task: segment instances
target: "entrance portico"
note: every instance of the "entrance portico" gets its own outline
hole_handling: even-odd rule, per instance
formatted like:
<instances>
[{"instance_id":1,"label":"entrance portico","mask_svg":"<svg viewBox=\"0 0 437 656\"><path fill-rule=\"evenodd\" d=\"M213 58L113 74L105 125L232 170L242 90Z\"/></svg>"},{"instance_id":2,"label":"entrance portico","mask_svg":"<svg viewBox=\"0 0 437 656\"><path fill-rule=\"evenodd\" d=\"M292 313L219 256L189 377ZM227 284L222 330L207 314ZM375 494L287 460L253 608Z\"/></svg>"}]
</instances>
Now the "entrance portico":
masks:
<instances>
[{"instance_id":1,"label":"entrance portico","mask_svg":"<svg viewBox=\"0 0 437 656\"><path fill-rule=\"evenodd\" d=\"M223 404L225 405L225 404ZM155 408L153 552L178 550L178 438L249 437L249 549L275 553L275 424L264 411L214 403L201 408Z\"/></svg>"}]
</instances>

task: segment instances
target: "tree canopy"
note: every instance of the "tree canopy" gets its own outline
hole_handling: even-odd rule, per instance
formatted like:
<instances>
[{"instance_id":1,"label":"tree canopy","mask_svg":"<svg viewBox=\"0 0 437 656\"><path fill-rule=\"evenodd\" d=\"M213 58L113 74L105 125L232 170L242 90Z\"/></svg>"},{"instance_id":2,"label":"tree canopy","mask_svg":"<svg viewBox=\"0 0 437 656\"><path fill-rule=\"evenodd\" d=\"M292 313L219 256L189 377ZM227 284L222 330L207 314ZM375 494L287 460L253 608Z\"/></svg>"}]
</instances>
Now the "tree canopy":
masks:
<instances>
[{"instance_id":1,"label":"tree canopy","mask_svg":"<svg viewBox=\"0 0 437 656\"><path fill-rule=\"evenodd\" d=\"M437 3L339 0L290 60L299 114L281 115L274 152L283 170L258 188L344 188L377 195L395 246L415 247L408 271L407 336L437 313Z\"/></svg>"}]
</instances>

TASK GOAL >>
Reproduce all of the lines above with every "even-odd rule" swapped for "nonzero winding rule", leaving everything else unchanged.

EXERCISE ANSWER >>
task: segment instances
target: "entrance portico"
note: every instance of the "entrance portico" gets its own outline
hole_handling: nonzero winding rule, per instance
formatted like:
<instances>
[{"instance_id":1,"label":"entrance portico","mask_svg":"<svg viewBox=\"0 0 437 656\"><path fill-rule=\"evenodd\" d=\"M213 58L113 74L105 125L232 170L242 90Z\"/></svg>"},{"instance_id":2,"label":"entrance portico","mask_svg":"<svg viewBox=\"0 0 437 656\"><path fill-rule=\"evenodd\" d=\"M292 313L219 256L189 377ZM227 284L222 330L207 314ZM375 494L287 460L253 608Z\"/></svg>"}]
</instances>
Now the "entrance portico":
masks:
<instances>
[{"instance_id":1,"label":"entrance portico","mask_svg":"<svg viewBox=\"0 0 437 656\"><path fill-rule=\"evenodd\" d=\"M223 404L225 405L225 404ZM155 408L153 552L178 550L178 438L249 437L249 549L275 553L275 424L264 411L214 403L201 408Z\"/></svg>"}]
</instances>

task: segment instances
target: "tree canopy"
note: every instance of the "tree canopy" gets its own outline
hole_handling: nonzero winding rule, per instance
formatted like:
<instances>
[{"instance_id":1,"label":"tree canopy","mask_svg":"<svg viewBox=\"0 0 437 656\"><path fill-rule=\"evenodd\" d=\"M213 58L113 74L105 125L232 170L242 90Z\"/></svg>"},{"instance_id":2,"label":"tree canopy","mask_svg":"<svg viewBox=\"0 0 437 656\"><path fill-rule=\"evenodd\" d=\"M292 313L219 256L189 377ZM227 284L222 330L207 314ZM375 494L287 460L253 608Z\"/></svg>"}]
</instances>
Now the "tree canopy":
masks:
<instances>
[{"instance_id":1,"label":"tree canopy","mask_svg":"<svg viewBox=\"0 0 437 656\"><path fill-rule=\"evenodd\" d=\"M437 3L339 0L290 60L299 114L281 115L274 152L283 170L258 188L344 188L377 195L395 246L415 247L408 271L407 336L437 313Z\"/></svg>"}]
</instances>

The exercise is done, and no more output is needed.